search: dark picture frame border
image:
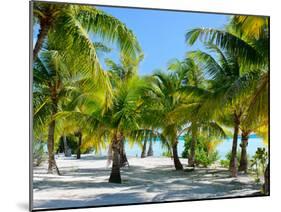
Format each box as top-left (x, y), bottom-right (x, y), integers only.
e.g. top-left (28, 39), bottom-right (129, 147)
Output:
top-left (29, 0), bottom-right (271, 211)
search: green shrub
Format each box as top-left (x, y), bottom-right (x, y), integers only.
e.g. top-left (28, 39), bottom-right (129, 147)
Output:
top-left (250, 148), bottom-right (268, 181)
top-left (182, 135), bottom-right (219, 167)
top-left (220, 160), bottom-right (229, 168)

Directive -
Please recast the items, from the line with "search: green shrub" through the last line of the items, as a Markdown table with the columns Row and Line, numbering each row and leaving out any blank lines.

Written solution -
| Row | Line |
|---|---|
| 1 | search: green shrub |
| 2 | Format each box as top-left (x, y), bottom-right (x, y), integers only. |
| 3 | e.g. top-left (28, 39), bottom-right (129, 147) |
| 4 | Output: |
| 5 | top-left (250, 148), bottom-right (268, 181) |
| 6 | top-left (182, 135), bottom-right (219, 167) |
| 7 | top-left (220, 160), bottom-right (229, 168) |